### WORK TO DO
Format every line of the items below as a Markdown table with the columns Row and Line, numbering each row and skipping blank lines.
==== STORED ROWS ====
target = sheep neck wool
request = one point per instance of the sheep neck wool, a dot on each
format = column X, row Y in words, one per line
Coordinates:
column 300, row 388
====
### FINAL RESULT
| Row | Line |
|---|---|
| 1 | target = sheep neck wool |
| 2 | request = one point per instance of the sheep neck wool, a dot on each |
| 3 | format = column X, row Y in words, one per line |
| 4 | Coordinates: |
| 5 | column 300, row 388 |